# starting artisanal cheese/sausage business



## rblum (Jul 14, 2005)

I have been giving a great deal of thought on this and thought that perhaps this would be the best area to post my question, seeing as how a few of you may be/probably are private business owners. I am looking for a bit of guidance as to how I might go about starting up a , small scale to start, cheese/sausage business. If anyone has any links/places to begin regarding regulations, requirements etc that would be most appreciated. This is a bit off in the distance to say the least, but something I have been prepairing for for a bit. Thanks in advance.


----------



## ed buchanan (May 29, 2006)

You have to get licenses and permits from your local health dept. If you sell over state lines you must be FDA inspected. Yo cant do either of these out of your home. You must have a federal ID number. So give all of this good thought. It cost quite a bit for startup, and in this economic period we are in, you will have to sell for less then the competition. You determine if it is worth it.:bounce:
Call your own state health dept. for regulations in your state.


----------



## rblum (Jul 14, 2005)

Thanks.... Not planning on using my home, I am a Chef at a golf course, and the restaurant itself is only open from 11 to 6 leaving a good deal of time to use our facilities. Owner will alow me to use the kitchen for the cost of utilities. They just cut my pay pretty drastically, so I offered this as an alternative to them losing me completely. I will be going to get info for licensing etc next week. I will at first be marketing locally in the Ft Collins/Boulder area to restaurants etc and once the season starts I will be getting out to the farmers markets etc. 

Starting out I will be doing simple fresh cheeses, and sausages, along with my grill rub. 
so I am getting excited about this new endevour. I guess the addage of "everything for a reason" acctually might hold true sometimes. If anyone would be willing to give my grill rub a dry run (pun intended) PM me some info. and I will gladly send out some samples.

(Portion of a data file)
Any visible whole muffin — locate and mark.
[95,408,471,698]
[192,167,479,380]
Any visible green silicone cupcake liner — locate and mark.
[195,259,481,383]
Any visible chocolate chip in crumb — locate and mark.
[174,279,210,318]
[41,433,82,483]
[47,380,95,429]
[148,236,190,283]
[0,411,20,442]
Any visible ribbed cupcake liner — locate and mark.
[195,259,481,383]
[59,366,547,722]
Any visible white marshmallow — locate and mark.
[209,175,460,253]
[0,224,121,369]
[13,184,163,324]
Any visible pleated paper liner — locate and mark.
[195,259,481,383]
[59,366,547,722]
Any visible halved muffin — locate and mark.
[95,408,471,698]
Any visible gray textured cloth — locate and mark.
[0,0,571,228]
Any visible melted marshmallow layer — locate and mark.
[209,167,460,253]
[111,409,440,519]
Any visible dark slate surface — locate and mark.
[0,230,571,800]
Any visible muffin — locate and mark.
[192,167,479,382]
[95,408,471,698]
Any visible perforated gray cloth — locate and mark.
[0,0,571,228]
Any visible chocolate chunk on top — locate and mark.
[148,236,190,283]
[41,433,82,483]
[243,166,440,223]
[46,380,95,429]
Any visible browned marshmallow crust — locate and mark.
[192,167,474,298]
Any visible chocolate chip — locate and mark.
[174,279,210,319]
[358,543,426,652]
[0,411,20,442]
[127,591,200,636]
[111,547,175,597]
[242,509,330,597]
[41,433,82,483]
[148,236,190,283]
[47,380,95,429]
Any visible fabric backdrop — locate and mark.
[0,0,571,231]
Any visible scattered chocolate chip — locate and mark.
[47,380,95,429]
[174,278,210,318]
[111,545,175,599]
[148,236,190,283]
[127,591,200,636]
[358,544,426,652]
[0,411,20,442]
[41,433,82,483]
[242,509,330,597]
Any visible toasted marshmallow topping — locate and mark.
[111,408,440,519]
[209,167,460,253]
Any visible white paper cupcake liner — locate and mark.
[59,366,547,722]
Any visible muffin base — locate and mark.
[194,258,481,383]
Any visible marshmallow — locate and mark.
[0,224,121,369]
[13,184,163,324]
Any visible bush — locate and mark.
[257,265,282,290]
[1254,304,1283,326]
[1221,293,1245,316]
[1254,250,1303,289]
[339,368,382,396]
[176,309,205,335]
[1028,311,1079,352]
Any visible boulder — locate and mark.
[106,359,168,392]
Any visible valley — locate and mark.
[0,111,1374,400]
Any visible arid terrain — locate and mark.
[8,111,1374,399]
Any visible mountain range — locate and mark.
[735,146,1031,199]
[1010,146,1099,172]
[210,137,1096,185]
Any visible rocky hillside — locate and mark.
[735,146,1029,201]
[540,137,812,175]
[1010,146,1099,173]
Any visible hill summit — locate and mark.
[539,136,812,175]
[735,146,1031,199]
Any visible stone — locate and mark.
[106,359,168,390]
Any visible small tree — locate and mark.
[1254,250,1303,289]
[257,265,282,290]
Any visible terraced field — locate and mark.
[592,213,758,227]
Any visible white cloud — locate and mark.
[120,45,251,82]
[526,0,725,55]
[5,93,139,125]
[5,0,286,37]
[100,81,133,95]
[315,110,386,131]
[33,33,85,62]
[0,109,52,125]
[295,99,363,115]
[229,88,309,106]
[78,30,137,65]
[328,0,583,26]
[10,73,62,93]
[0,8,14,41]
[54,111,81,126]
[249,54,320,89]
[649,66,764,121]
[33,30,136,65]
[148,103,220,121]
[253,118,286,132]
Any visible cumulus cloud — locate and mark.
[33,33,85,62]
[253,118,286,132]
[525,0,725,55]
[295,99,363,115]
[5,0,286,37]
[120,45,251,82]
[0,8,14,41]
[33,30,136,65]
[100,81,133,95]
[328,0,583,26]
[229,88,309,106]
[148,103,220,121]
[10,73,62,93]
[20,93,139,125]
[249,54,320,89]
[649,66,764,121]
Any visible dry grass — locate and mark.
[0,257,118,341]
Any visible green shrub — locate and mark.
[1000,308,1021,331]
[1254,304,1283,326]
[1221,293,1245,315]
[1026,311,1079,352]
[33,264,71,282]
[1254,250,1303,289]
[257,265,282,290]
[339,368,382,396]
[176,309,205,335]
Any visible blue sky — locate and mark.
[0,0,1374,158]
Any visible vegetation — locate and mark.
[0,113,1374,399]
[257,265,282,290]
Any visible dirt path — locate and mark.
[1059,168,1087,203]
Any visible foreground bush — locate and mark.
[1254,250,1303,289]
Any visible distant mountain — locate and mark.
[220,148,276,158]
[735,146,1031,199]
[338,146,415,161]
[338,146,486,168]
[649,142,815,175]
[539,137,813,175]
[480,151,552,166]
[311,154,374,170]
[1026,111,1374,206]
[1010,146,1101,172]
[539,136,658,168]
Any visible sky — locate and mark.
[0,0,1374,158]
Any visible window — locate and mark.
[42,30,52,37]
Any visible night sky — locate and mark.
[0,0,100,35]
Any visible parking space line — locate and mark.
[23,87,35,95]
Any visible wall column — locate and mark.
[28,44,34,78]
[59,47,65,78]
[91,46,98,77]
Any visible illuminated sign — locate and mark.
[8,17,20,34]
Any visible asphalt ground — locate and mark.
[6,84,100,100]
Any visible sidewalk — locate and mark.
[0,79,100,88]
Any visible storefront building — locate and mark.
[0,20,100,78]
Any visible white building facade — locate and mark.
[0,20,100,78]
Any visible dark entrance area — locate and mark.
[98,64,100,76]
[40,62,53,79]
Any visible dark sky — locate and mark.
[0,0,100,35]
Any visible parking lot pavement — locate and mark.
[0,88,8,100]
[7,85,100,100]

** Task description **
Reproduce word for word the passage of the forum thread on starting a cheese and sausage business, starting at "Thanks.... Not planning" and ending at "my grill rub.". Work from the forum thread alone.

** Response **
Thanks.... Not planning on using my home, I am a Chef at a golf course, and the restaurant itself is only open from 11 to 6 leaving a good deal of time to use our facilities. Owner will alow me to use the kitchen for the cost of utilities. They just cut my pay pretty drastically, so I offered this as an alternative to them losing me completely. I will be going to get info for licensing etc next week. I will at first be marketing locally in the Ft Collins/Boulder area to restaurants etc and once the season starts I will be getting out to the farmers markets etc. 

Starting out I will be doing simple fresh cheeses, and sausages, along with my grill rub.